Given task
Reproduce every one of the rows below word for word, leaving out the pictures.

Task data

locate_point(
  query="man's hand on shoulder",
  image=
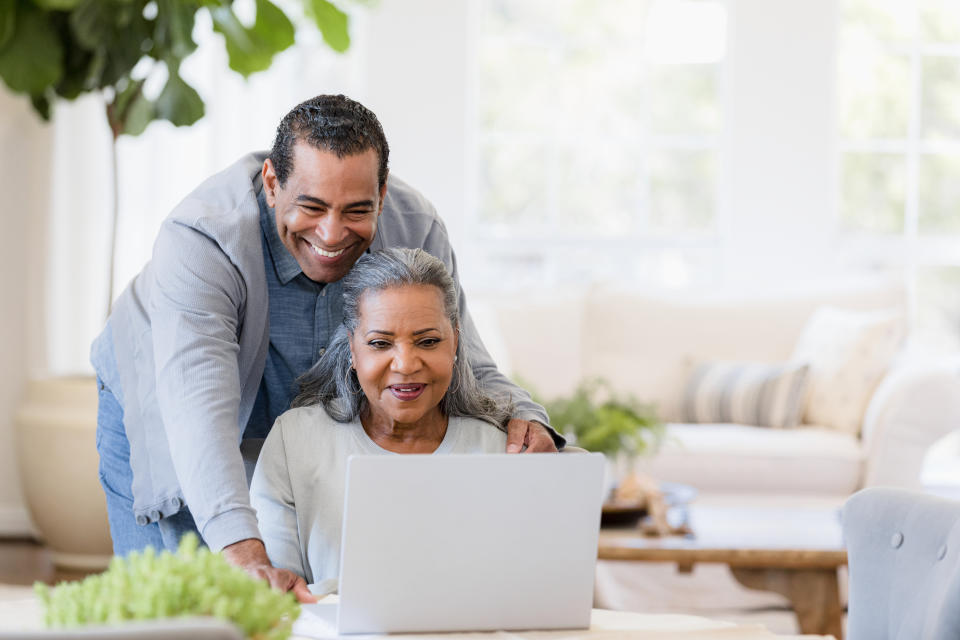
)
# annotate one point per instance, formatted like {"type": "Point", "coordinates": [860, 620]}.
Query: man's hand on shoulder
{"type": "Point", "coordinates": [251, 556]}
{"type": "Point", "coordinates": [530, 434]}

Response to this task
locate_point(
  query="man's hand on shoulder",
  image=
)
# annotate one point per instance, formatted like {"type": "Point", "coordinates": [860, 620]}.
Query: man's hand on shoulder
{"type": "Point", "coordinates": [251, 556]}
{"type": "Point", "coordinates": [530, 434]}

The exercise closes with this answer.